◆ **TO BE DONE**
Report how many lines of the records below contain the word "outline". Give only the number.

Contour annotation records

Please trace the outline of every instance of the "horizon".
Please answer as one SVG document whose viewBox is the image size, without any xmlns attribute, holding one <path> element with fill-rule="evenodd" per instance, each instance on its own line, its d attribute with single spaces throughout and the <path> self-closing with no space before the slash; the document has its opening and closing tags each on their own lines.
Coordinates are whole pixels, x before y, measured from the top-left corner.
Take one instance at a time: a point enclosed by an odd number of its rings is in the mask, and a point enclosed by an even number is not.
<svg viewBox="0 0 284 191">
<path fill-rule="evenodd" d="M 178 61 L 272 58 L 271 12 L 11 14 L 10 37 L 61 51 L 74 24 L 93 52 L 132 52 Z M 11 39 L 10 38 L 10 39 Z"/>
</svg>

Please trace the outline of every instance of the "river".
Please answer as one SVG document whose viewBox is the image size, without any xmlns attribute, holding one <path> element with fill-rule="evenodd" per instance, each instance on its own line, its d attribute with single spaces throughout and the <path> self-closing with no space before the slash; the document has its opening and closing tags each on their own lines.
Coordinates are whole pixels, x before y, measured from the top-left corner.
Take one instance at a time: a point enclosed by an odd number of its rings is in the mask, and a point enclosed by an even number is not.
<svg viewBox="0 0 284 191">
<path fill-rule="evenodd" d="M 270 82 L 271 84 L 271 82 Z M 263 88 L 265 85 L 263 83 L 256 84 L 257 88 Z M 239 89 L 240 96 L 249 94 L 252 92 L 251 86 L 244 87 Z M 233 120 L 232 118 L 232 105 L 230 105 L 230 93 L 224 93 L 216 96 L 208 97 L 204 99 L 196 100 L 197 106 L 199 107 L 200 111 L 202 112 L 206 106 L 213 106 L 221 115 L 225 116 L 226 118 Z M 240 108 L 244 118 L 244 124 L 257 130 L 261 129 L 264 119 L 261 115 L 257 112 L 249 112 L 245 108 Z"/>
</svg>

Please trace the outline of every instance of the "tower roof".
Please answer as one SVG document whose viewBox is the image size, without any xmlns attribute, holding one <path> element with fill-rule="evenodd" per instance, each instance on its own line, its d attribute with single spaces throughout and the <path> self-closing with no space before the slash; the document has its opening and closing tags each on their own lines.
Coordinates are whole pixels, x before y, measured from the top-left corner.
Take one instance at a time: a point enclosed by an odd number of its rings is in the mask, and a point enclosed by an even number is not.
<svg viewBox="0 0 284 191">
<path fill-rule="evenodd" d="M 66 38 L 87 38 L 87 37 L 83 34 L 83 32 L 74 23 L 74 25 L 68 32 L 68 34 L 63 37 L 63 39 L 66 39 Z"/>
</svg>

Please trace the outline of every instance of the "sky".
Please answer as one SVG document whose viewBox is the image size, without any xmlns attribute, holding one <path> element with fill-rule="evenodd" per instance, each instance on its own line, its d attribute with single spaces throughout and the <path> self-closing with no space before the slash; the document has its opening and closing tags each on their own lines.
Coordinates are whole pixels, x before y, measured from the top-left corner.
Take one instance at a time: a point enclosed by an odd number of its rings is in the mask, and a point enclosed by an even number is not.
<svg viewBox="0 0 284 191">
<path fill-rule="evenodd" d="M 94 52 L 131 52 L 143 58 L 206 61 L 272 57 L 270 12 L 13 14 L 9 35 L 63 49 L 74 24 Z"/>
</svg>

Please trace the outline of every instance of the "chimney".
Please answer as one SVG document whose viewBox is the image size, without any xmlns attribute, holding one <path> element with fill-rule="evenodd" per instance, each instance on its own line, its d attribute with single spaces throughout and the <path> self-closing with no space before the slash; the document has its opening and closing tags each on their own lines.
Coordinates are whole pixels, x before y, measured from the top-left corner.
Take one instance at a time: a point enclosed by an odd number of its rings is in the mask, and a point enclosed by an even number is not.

◆ **SOLUTION FOR THIS PROBLEM**
5